Consignes de travail =>
A. Traduisez en anglais la phrase suivante du texte source : « D’où l’intérêt aussi de proposer un marché national, ce afin d’éviter « l’effet dispersion ». »
B. D’après le texte source, qu’est-ce que le représentant de la CAIH admet avoir reçu du ministère de la Santé ?

Plusieurs briques décisionnelles ont joué. « Avec l’annulation du Privacy Shield et la législation du Cloud Act aux États-Unis, on a estimé judicieux de proposer des solutions alternatives ». S’il admet n’y avoir eu « ni demande, ni écho du ministère de la Santé », le représentant de la CAIH nous rappelle que « les données sont de plus en plus prégnantes. Elles se révèlent de plus en plus utiles à travers la recherche médicale, le Big Data et autres projets au sein des CHU ». D’où l’intérêt aussi de proposer un marché national, ce afin d’éviter « l’effet dispersion ». Comprendre des établissements qui se fourniraient à titre individuel auprès de fournisseurs locaux pour des solutions hétérogènes pas toujours simples à harmoniser.

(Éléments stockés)
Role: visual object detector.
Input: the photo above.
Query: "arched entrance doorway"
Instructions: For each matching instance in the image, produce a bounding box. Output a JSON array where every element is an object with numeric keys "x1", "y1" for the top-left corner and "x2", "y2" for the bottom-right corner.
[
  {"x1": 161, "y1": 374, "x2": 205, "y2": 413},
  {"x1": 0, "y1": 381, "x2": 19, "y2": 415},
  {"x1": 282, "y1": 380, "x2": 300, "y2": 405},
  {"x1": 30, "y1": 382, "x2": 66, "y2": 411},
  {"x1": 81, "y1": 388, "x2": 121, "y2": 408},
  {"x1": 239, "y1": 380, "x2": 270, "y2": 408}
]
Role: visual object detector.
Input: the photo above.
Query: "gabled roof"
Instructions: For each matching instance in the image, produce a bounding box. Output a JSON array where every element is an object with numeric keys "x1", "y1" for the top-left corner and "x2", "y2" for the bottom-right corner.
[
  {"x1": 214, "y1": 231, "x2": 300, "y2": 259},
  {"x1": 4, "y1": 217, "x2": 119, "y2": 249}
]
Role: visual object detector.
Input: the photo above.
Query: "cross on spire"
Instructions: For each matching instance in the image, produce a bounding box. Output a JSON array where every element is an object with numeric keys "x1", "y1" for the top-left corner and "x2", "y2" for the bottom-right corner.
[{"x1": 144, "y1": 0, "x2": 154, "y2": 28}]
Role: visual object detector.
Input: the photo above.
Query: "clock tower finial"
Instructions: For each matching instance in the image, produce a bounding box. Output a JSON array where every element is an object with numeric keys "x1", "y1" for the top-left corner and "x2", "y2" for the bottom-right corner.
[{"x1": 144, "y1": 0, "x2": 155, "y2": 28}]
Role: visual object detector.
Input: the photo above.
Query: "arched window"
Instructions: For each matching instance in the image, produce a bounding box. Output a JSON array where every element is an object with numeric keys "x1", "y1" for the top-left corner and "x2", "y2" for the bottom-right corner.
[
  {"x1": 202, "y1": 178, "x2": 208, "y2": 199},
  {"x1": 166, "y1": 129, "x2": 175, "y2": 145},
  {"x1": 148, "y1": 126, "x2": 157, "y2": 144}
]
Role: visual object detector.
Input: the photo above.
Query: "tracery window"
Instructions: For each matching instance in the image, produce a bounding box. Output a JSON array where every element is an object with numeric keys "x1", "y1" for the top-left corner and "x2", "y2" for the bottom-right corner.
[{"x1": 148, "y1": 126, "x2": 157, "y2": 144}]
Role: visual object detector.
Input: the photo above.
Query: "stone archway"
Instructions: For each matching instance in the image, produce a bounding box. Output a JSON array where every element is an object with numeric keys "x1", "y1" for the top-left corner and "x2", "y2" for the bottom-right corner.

...

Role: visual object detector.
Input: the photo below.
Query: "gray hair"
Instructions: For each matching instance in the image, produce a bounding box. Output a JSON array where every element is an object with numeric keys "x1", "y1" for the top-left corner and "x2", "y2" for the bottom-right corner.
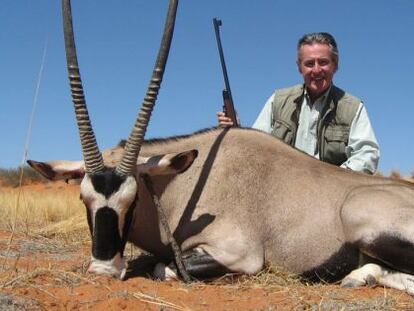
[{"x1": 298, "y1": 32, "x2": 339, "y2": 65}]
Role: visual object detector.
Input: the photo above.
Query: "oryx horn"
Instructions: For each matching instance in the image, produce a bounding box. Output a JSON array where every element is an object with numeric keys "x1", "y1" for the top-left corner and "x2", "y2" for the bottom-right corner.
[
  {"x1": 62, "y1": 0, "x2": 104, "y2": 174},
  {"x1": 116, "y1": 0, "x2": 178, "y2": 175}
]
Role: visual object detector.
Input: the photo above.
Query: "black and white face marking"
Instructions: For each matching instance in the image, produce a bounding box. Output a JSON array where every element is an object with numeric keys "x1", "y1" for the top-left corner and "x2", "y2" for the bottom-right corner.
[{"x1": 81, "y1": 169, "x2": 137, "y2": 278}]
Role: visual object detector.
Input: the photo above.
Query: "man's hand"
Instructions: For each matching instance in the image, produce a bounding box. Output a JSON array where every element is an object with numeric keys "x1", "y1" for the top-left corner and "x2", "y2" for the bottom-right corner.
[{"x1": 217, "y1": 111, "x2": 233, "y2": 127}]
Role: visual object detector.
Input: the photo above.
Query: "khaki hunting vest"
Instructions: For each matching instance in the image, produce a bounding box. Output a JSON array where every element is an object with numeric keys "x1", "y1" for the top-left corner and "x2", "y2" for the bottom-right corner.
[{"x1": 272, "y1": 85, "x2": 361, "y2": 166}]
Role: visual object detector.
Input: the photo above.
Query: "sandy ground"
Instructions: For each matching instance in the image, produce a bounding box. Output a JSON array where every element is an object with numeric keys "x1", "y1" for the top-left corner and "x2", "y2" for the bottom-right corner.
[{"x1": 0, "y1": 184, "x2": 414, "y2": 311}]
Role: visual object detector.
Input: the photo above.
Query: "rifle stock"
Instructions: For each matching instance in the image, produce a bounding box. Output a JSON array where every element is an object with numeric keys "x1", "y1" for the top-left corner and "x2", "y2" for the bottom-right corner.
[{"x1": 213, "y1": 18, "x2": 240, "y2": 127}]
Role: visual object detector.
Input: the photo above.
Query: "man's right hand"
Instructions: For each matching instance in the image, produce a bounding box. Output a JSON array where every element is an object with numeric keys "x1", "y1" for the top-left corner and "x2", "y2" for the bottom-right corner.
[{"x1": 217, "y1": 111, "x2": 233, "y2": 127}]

==

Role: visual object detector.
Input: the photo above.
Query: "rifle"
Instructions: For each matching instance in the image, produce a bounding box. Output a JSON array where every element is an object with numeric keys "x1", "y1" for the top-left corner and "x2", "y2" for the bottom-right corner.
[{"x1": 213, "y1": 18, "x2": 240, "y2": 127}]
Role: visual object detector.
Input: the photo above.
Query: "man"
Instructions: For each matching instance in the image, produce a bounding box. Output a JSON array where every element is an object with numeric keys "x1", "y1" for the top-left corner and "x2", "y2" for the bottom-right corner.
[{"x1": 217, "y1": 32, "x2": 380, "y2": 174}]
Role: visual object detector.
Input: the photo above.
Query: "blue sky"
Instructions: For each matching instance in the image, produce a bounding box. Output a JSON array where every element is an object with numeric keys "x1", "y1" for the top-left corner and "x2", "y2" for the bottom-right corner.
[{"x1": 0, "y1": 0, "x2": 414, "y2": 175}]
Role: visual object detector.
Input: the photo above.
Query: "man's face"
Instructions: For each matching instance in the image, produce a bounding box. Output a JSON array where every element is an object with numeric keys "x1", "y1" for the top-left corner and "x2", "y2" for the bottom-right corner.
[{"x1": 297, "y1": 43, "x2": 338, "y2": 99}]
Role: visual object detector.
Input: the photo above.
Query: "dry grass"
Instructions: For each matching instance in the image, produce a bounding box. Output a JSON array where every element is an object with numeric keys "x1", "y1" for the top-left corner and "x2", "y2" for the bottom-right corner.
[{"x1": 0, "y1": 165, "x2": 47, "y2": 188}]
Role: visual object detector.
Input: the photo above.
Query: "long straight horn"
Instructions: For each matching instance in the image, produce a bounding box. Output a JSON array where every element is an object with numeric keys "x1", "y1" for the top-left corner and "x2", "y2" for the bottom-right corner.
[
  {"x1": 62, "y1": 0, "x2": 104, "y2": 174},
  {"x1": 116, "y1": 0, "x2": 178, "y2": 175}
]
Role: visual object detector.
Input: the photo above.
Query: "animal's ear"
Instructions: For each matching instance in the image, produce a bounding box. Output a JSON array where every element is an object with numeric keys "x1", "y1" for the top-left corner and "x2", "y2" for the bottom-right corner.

Réponses aux consignes =>
A. Hence the value, too, of offering a national contract, so as to avoid "the dispersion effect."

B. Rien : il admet n’avoir eu ni demande ni écho du ministère de la Santé.